Comme je l’ai mentionné un peu plus tôt, il y a un énorme changement démographique en cours en Afrique subsaharienne. Cependant, dans de nombreux autres pays et régions, on assistera à un déclin significatif de la population au cours des prochaines décennies. Cela aura un impact important sur les taux de croissance nationaux. Maurice ayant une population vieillissante, il sera également touché. De l’autre côté de l’océan, cependant, les pays d’Afrique subsaharienne devraient connaître une très forte augmentation de leur population. Même si cela semble incroyable, j’ai vu des projections selon lesquelles, dans les 75 prochaines années, le Nigeria aura une population plus importante que celle de la Chine et sera devancé par l’Inde. Même si ces projections ne s’avèrent exactes qu’à 50 %, il n’en reste pas moins que quelque chose d’extraordinaire se passe dans notre région. Cela offre à Maurice une énorme opportunité. Le pays jouit d’une démocratie stable, de marchés financiers solides. Et son système juridique jouit d’une solide réputation. Ce sont d’excellents facteurs sur lesquels nous pouvons nous appuyer. La question, cependant, est de savoir comment identifier les opportunités et gérer les risques avec soin. Les changements à venir peuvent constituer la base d’une croissance à long terme. Nos entreprises doivent voir comment elles peuvent apporter une valeur ajoutée en Afrique subsaharienne et se forger une réputation d’excellence. L’avenir, cependant, n’est pas exempt de défis et deux pays en particulier, le Rwanda et le Kenya, cherchent activement à développer leurs propositions de centres financiers internationaux. Bank One se concentre sur l’Afrique subsaharienne. Nous avons l’intention de tirer parti de notre base mauricienne et de travailler en étroite collaboration avec nos actionnaires qui possèdent des banques au Kenya, au Rwanda, en Ouganda, en Tanzanie et à Madagascar. En travaillant ensemble, nous avons l’intention de soutenir nos clients mauriciens, d’étendre leurs opérations en Afrique subsaharienne et d’apporter de nouvelles affaires chez nous et, en même temps, de développer nos clients sur le continent lui-même.

Données extraites d'une collection:
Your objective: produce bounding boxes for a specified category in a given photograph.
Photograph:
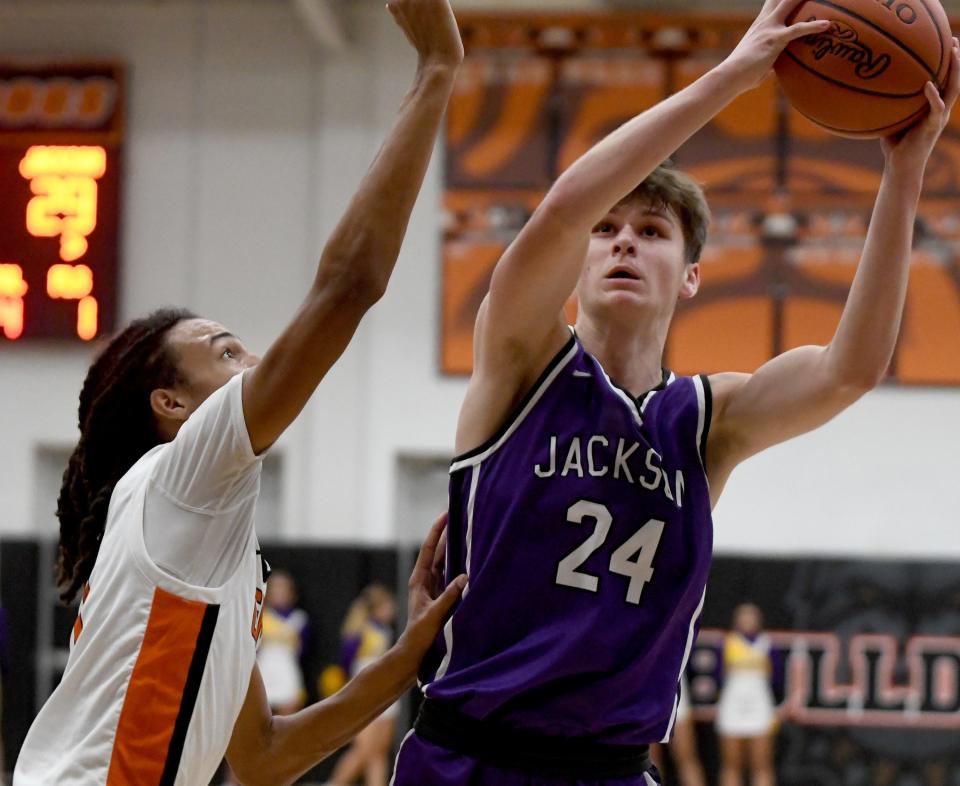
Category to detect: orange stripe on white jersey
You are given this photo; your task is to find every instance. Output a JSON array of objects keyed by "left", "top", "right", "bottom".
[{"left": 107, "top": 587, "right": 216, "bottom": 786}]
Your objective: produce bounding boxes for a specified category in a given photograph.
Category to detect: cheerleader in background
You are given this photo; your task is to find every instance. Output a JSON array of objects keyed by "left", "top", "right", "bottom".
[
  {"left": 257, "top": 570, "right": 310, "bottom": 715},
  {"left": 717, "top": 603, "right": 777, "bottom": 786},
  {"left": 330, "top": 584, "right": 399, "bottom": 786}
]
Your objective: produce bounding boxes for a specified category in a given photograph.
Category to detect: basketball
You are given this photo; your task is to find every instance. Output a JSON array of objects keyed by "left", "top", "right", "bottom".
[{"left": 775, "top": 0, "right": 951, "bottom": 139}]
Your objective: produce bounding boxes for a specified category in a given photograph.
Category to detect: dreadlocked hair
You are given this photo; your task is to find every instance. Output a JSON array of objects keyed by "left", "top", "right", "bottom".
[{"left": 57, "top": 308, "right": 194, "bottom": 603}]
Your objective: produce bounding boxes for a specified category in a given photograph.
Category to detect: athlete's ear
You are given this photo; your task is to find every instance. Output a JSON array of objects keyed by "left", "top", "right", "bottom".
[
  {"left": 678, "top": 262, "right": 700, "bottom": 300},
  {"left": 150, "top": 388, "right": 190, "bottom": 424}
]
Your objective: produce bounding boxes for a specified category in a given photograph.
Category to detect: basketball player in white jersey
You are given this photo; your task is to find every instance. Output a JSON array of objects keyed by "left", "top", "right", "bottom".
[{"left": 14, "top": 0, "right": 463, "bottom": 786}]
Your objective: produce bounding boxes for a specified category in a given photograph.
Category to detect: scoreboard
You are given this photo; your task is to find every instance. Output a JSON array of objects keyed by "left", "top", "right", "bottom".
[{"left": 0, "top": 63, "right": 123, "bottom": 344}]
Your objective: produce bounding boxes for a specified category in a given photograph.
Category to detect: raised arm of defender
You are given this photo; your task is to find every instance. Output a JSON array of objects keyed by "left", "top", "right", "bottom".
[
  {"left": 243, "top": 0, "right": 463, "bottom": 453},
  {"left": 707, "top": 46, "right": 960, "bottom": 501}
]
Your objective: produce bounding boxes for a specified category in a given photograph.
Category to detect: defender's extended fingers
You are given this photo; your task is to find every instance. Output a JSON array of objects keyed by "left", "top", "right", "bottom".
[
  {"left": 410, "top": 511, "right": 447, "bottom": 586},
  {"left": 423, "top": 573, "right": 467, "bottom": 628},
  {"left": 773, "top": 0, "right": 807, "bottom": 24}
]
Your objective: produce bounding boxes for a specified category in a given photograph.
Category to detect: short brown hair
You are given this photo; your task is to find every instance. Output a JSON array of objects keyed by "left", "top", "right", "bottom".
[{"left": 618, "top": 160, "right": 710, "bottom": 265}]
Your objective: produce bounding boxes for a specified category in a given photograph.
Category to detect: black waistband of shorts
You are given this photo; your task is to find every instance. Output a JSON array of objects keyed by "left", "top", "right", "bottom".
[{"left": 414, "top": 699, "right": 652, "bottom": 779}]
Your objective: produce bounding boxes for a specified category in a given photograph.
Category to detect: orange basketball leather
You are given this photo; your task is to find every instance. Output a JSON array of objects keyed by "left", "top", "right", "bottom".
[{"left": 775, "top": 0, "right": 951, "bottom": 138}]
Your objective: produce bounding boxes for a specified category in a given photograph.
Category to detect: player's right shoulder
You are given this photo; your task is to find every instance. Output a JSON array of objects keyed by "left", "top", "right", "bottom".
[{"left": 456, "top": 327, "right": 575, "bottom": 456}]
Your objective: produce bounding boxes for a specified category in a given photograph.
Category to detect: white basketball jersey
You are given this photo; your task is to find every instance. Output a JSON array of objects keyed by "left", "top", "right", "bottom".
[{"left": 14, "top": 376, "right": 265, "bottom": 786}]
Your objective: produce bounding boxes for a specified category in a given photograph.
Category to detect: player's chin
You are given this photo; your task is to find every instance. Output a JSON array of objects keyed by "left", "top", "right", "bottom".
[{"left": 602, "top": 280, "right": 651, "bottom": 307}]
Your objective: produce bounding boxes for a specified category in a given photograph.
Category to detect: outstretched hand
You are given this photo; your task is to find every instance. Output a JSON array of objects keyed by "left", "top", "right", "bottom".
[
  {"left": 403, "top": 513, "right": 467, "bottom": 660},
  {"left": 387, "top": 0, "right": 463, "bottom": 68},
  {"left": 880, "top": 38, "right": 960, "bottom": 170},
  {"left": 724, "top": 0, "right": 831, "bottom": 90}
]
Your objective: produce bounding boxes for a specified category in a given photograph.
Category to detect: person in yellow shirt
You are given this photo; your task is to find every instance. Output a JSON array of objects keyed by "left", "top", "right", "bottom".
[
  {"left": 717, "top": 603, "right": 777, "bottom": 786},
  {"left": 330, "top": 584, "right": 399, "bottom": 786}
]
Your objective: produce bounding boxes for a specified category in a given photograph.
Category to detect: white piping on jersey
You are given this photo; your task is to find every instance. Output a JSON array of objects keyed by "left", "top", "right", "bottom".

• **SÉRIE D'EXERCICES**:
A – D'après l'extrait sur l'évolution démographique, pourquoi Maurice sera-t-il lui aussi touché par le déclin de population attendu dans de nombreux pays ?
B – Recopiez les enregistrements depuis leur tout début jusqu'à la ligne contenant « Category to detect: orange stripe », celle-ci comprise, sans y faire figurer les images.

• **CORRIGÉ DES EXERCICES**:
A – Maurice sera lui aussi touché parce que sa population est vieillissante.

B –
Your objective: produce bounding boxes for a specified category in a given photograph.
Photograph:
Category to detect: orange stripe on white jersey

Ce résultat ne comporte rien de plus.